#### [SOURCE RECORDS]
* * * *
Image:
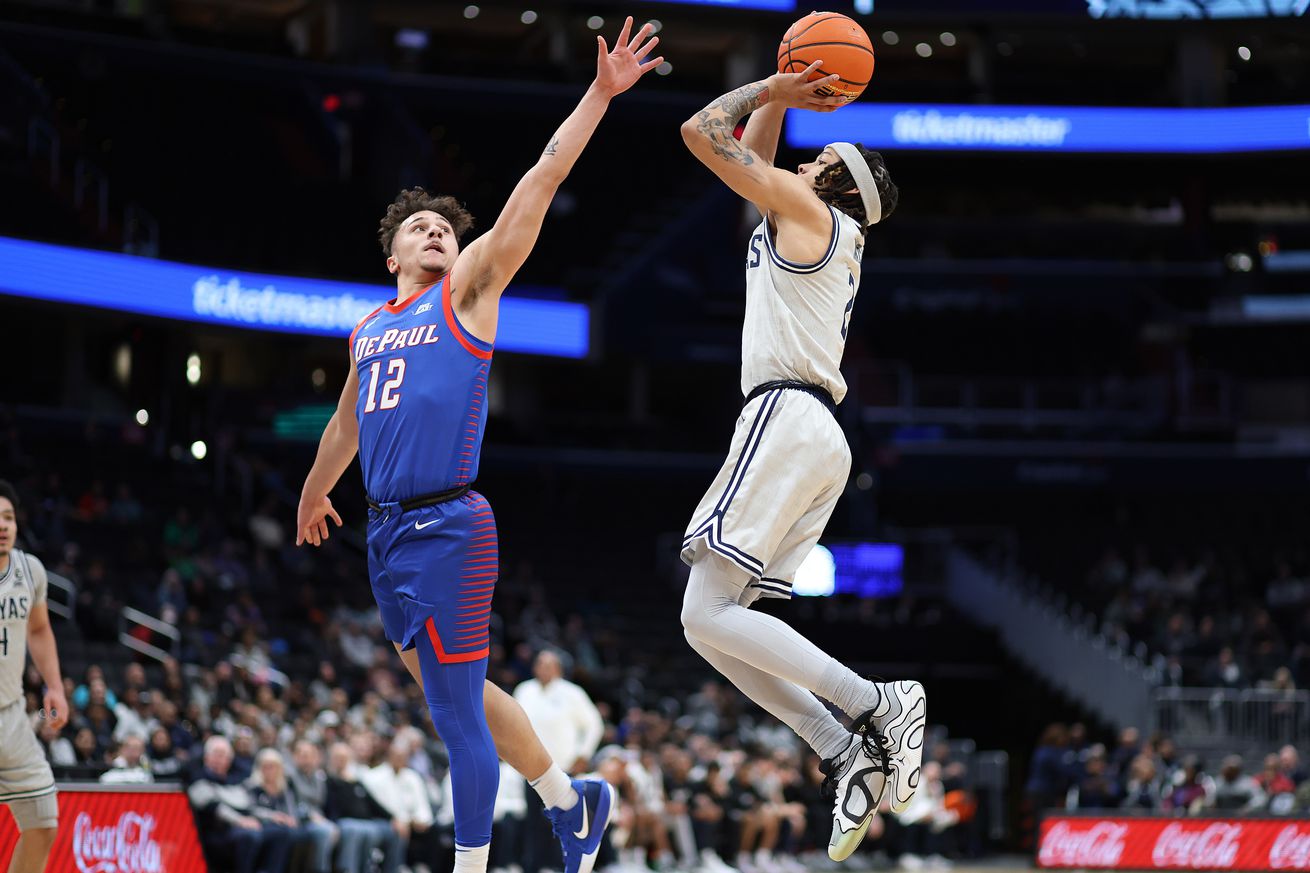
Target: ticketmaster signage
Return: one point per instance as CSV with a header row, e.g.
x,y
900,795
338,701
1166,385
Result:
x,y
1195,8
256,300
1056,129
* * * *
#### [SHORT TASK]
Could you lay out every line of the items above as a Markdown table with the columns "No." and "Text", skipping blank lines and leaving the pictures out?

#### [WRITTEN SOLUTION]
| No. | Text |
|---|---|
| 1 | Image: |
| 2 | Target: ticketmaster signage |
| 3 | Return: one point per instance as CSV with a header row, e.g. |
| 4 | x,y |
| 5 | 900,795 |
| 6 | 338,701 |
| 7 | 1166,385 |
| 8 | Result: |
| 9 | x,y |
| 10 | 1195,8 |
| 11 | 256,300 |
| 12 | 1056,129 |